_WHAT NEEDS TO BE DONE_
Reproduce all of the lines below word for word.

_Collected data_

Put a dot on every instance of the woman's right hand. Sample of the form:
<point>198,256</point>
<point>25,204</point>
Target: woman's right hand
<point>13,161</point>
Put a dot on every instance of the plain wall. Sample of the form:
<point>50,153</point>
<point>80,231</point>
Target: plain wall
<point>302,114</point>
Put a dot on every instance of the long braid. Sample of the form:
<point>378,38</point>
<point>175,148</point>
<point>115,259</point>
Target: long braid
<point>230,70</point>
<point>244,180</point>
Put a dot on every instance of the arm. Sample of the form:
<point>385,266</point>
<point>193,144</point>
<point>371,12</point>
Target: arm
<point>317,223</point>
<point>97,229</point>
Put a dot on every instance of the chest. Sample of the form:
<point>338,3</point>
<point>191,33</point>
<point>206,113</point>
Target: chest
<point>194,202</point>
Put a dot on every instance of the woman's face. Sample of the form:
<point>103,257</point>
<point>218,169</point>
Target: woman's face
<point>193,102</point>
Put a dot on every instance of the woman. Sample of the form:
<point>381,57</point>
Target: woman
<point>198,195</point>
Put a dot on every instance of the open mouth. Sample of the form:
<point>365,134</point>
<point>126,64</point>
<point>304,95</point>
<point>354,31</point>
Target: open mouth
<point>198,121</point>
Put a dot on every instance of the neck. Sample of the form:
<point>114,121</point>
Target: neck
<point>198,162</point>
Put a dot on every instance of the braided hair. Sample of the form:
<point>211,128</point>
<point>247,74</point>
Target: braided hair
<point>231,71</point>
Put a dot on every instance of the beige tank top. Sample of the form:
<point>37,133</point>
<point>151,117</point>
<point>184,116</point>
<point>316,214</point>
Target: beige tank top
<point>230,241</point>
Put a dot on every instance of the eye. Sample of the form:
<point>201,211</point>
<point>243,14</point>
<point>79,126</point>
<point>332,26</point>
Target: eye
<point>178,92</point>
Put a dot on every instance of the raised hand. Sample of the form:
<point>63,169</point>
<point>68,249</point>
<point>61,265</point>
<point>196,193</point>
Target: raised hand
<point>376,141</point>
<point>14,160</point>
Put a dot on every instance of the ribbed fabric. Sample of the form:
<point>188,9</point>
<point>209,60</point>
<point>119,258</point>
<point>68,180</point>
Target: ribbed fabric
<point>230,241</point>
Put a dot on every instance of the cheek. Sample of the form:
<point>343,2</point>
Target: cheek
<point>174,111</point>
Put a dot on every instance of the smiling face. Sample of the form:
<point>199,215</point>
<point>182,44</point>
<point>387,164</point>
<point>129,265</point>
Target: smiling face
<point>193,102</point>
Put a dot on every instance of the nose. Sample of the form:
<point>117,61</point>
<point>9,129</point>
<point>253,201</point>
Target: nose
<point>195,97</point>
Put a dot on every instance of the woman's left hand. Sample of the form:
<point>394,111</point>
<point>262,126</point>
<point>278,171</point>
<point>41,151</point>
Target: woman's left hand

_THE REPLY_
Put a dot on every instance of the woman's right hand. Sample of the form:
<point>198,256</point>
<point>25,204</point>
Target: woman's right hand
<point>13,161</point>
Put a dot on every instance of the plain wall. Sample of the form:
<point>50,153</point>
<point>80,231</point>
Target: plain wall
<point>302,114</point>
Put a dot on every instance of the long braid. Sample of the form:
<point>378,38</point>
<point>175,148</point>
<point>115,259</point>
Target: long braid
<point>230,70</point>
<point>244,180</point>
Put a dot on every instance of the arm. Sample of the form:
<point>385,266</point>
<point>193,144</point>
<point>371,12</point>
Target: arm
<point>317,223</point>
<point>97,229</point>
Put a dot on every instance of the chest. Sample of the form:
<point>338,3</point>
<point>191,33</point>
<point>206,113</point>
Target: chest
<point>194,202</point>
Put a dot on every instance of the woman's face. Sample of the form:
<point>103,257</point>
<point>218,169</point>
Target: woman's face
<point>193,102</point>
Put a dot on every instance of the woman. Sample of the form:
<point>381,57</point>
Target: woman
<point>198,195</point>
Put a dot on every instance of the open mouth. Sample of the form:
<point>365,134</point>
<point>126,64</point>
<point>304,95</point>
<point>354,31</point>
Target: open mouth
<point>198,121</point>
Put a dot on every instance of the neck. Sample of the form:
<point>114,121</point>
Target: neck
<point>198,162</point>
Put a dot on every instance of the braided hair. Sample of the form:
<point>211,128</point>
<point>247,74</point>
Target: braided hair
<point>231,71</point>
Put a dot on every instance of the beige tank top. Sample of the form:
<point>37,133</point>
<point>151,117</point>
<point>184,116</point>
<point>316,214</point>
Target: beige tank top
<point>230,241</point>
Put a dot on every instance of the eye. Sample of the form:
<point>201,211</point>
<point>243,14</point>
<point>79,126</point>
<point>332,26</point>
Target: eye
<point>178,92</point>
Put a dot on every instance of the raised hand. Sample of the form:
<point>63,169</point>
<point>68,249</point>
<point>61,265</point>
<point>196,193</point>
Target: raised hand
<point>376,141</point>
<point>14,160</point>
Put a dot on every instance of the ribbed fabric. Sample of the form:
<point>188,9</point>
<point>209,60</point>
<point>119,258</point>
<point>68,180</point>
Target: ribbed fabric
<point>230,241</point>
Put a dot on every instance of the cheek. Sample of the form:
<point>343,2</point>
Target: cheek
<point>174,111</point>
Put a dot on every instance of the smiling face. Sample of the form:
<point>199,215</point>
<point>182,44</point>
<point>387,164</point>
<point>129,265</point>
Target: smiling face
<point>193,102</point>
Put a dot on every instance of the nose. Sample of the form:
<point>117,61</point>
<point>9,129</point>
<point>253,201</point>
Target: nose
<point>195,97</point>
Put a dot on every instance of the woman's left hand. Sample of the form:
<point>394,111</point>
<point>262,126</point>
<point>278,171</point>
<point>41,151</point>
Target: woman's left hand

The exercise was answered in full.